● **提示文**
池本 いつもにこにこと、笑顔いっぱいの比嘉先生ですが、その笑顔の秘訣が、今日これからお話しする中に出てくると思います。昨年、初めて自治体の皆さまに、こういった形で発信したら、ずい分反響があったようですね。

比嘉 はい。3万人という話もありました。それなりに大きな役割を果たしたと思っております。

池本 自治体・住民・ボランティア・産業界の方たちの間に、これまでずっと静かに広がっていたのが、その後、大きな波になって広がってきたようですが、なぜこの時期に、自治体で取り上げられるようになったのでしょうか。

比嘉 環境に対する認識が変わってきた。今の状況をなんとか変えたい、自分の住んでいる地域を良くしたいと、皆さん思っている。しかし今までのしくみでは、環境改善は役所の仕事と思われ、個人ではなかなかできなかった。しかしEMは、米のとぎ汁を使って自分でEM発酵液を作り、個人レベルで周りの環境のをきれいにしながら、みんなが力を合わせていけば、川も海もきれいにできる。これが知られてきた事が、EMが広がっていく原点になっているんですね。
 大半の役所、この20年間EMに抵抗ばかりしてきました。しかしこの数年、やはりお金もないし、住民の皆さんと協力していこうという考え方になってきた。ですからそういう意味で、EMの広がりはもう根付きました。そして生活化し始めました。中には「EMライフ」と言いますか、EMなくしては生活できないくらいの方々が増えてきまして、非常にいい意味で、EM病に感染していただきました。ありがとうございました。

池本 先ほども、「随分試行錯誤もあったけれど、一つの成果と喜びを得ると、またもっとやる気になる」とおっしゃっていた方がいました。では今、どれくらいの自治体が、EMに取り組んでいるのですか?

比嘉 去年は、500の自治体が、何らかの形でEMを導入している。今年は600を超えています。実は昨日またダーっと情報が入ってきまして、EM導入はもう700自治体を超えているのではないかと考えています。

● **保存データ**
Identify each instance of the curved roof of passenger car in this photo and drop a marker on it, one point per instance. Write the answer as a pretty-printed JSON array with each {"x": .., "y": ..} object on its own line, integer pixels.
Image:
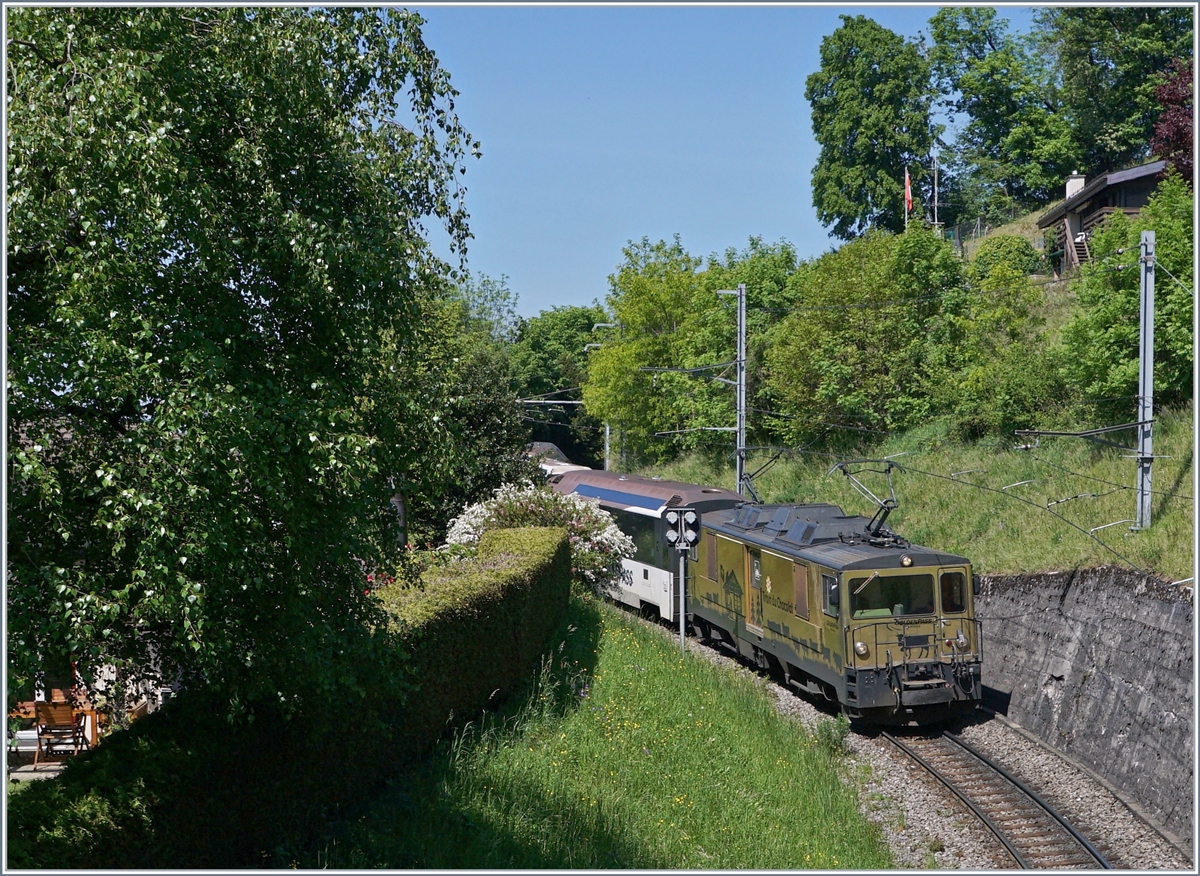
[{"x": 642, "y": 495}]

● **依頼内容 1**
提示文のうち、「比嘉 環境に対する認識が変わ」から「た。ありがとうございました。」までの部分を、両端を含めて一字一句そのまま返してください。
● **依頼内容 2**
提示文によると、個人がEM発酵液を自分で作る際には何を使いますか。

● **演習の解答 1**
比嘉 環境に対する認識が変わってきた。今の状況をなんとか変えたい、自分の住んでいる地域を良くしたいと、皆さん思っている。しかし今までのしくみでは、環境改善は役所の仕事と思われ、個人ではなかなかできなかった。しかしEMは、米のとぎ汁を使って自分でEM発酵液を作り、個人レベルで周りの環境のをきれいにしながら、みんなが力を合わせていけば、川も海もきれいにできる。これが知られてきた事が、EMが広がっていく原点になっているんですね。
 大半の役所、この20年間EMに抵抗ばかりしてきました。しかしこの数年、やはりお金もないし、住民の皆さんと協力していこうという考え方になってきた。ですからそういう意味で、EMの広がりはもう根付きました。そして生活化し始めました。中には「EMライフ」と言いますか、EMなくしては生活できないくらいの方々が増えてきまして、非常にいい意味で、EM病に感染していただきました。ありがとうございました。

● **演習の解答 2**
米のとぎ汁です。